▸ HOW TO COMPLETE THIS TASK
Return the whole listing unchanged. Drop the images.

▸ GIVEN DATA
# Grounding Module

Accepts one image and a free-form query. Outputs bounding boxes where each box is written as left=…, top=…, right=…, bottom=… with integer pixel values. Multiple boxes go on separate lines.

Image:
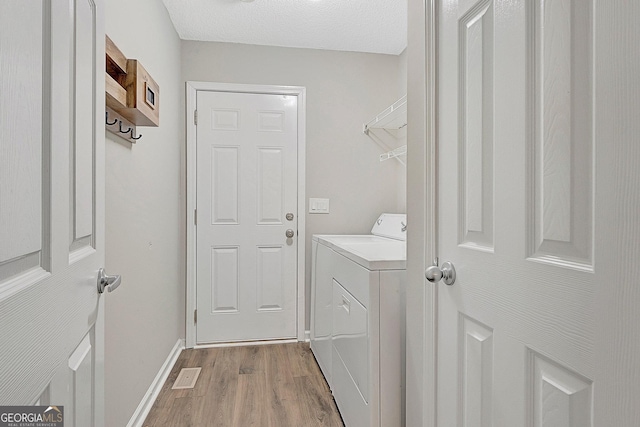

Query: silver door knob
left=286, top=213, right=294, bottom=221
left=97, top=268, right=122, bottom=293
left=425, top=261, right=456, bottom=286
left=285, top=229, right=295, bottom=238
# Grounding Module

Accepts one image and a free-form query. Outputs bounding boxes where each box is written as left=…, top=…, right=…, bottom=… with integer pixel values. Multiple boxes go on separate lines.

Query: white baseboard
left=194, top=338, right=298, bottom=349
left=127, top=338, right=185, bottom=427
left=305, top=330, right=311, bottom=342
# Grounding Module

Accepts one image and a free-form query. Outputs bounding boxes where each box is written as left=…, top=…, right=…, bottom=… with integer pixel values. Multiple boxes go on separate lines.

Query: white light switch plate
left=309, top=198, right=330, bottom=214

▸ EXERCISE OUTPUT
# Grounding Module

Accepts one image and a free-form query. Outputs bounding boxes where each box is written as left=…, top=…, right=…, bottom=… with integer pixel values. Multiple boxes go on separate lines.

Image:

Query: silver door knob
left=286, top=213, right=294, bottom=221
left=97, top=268, right=122, bottom=293
left=425, top=261, right=456, bottom=286
left=285, top=229, right=295, bottom=238
# Grounding Module

Accepts one image and a free-form query. Outputs bounding boxes where each box is written as left=…, top=…, right=…, bottom=… with integer pixel values. Multiple boxes go on separate lines.

Query: white baseboard
left=194, top=338, right=298, bottom=349
left=127, top=338, right=185, bottom=427
left=305, top=330, right=311, bottom=342
# Grounding Module

Accepts one image and a free-form query. Outputs bounding boxes where each box is written as left=…, top=…, right=…, bottom=… with integer pixel values. Multiple boxes go on separate lines.

Query: white light switch plate
left=309, top=198, right=330, bottom=214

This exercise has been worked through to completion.